The bitter irony of conflict between Jews and Muslims in Israel-Palestine challenges our theological and spiritual understanding. The involvement of Christians in many of the most critically contentious situations (often for the worse) also taxes our comprehension. Is the violence in the Middle East religiously-based? Or do its roots lie elsewhere – in struggles over land, power, and wealth? If, as seems likely, the latter is the case, how are religious beliefs and practices exploited to heighten emotions and intensify crises?


The real question, of course, is how religious insight and inspiration can inform interreligious dialogue in such a difficult and dangerous context. Levi Weiman-Kelman can speak to that dimension of the problem like few others in the region.


Excerpt from Thriving in the Crosscurrent: Clarity and Hope at a Time of Cultural Sea Change (Jim Kenney, Quest Books 2010), p. 201.

[Data entries]
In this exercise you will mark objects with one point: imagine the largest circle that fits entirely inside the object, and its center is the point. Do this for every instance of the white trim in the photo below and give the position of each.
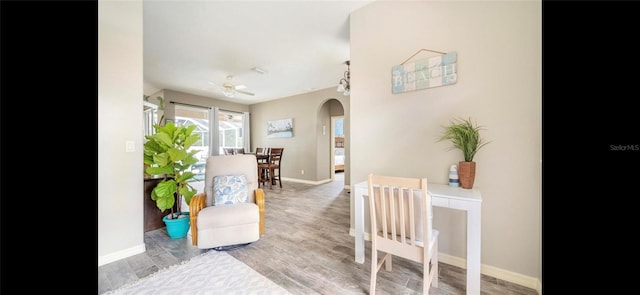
(102, 260)
(492, 271)
(307, 181)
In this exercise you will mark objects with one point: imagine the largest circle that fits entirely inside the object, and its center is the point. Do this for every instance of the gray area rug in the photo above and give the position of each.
(210, 273)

To-do list —
A – In the excerpt on religion and Middle East conflict, condense the paragraph that opens "The bitter irony of conflict" into a short bulleted list that keeps its main points.
B – Turn all the lines of the data entries into a numbered list, omitting blank lines and leaving the pictures out.

Solutions in order —
A –
- Conflict between Jews and Muslims in Israel-Palestine challenges our theological and spiritual understanding.
- The involvement of Christians in many of the most contentious situations, often for the worse, also strains comprehension.
- It asks whether the violence in the Middle East is religiously based or rooted in struggles over land, power, and wealth.
- If the latter seems likely, it asks how religious beliefs and practices are exploited to heighten emotions and intensify crises.

B –
1. In this exercise you will mark objects with one point: imagine the largest circle that fits entirely inside the object, and its center is the point. Do this for every instance of the white trim in the photo below and give the position of each.
2. (102, 260)
3. (492, 271)
4. (307, 181)
5. In this exercise you will mark objects with one point: imagine the largest circle that fits entirely inside the object, and its center is the point. Do this for every instance of the gray area rug in the photo above and give the position of each.
6. (210, 273)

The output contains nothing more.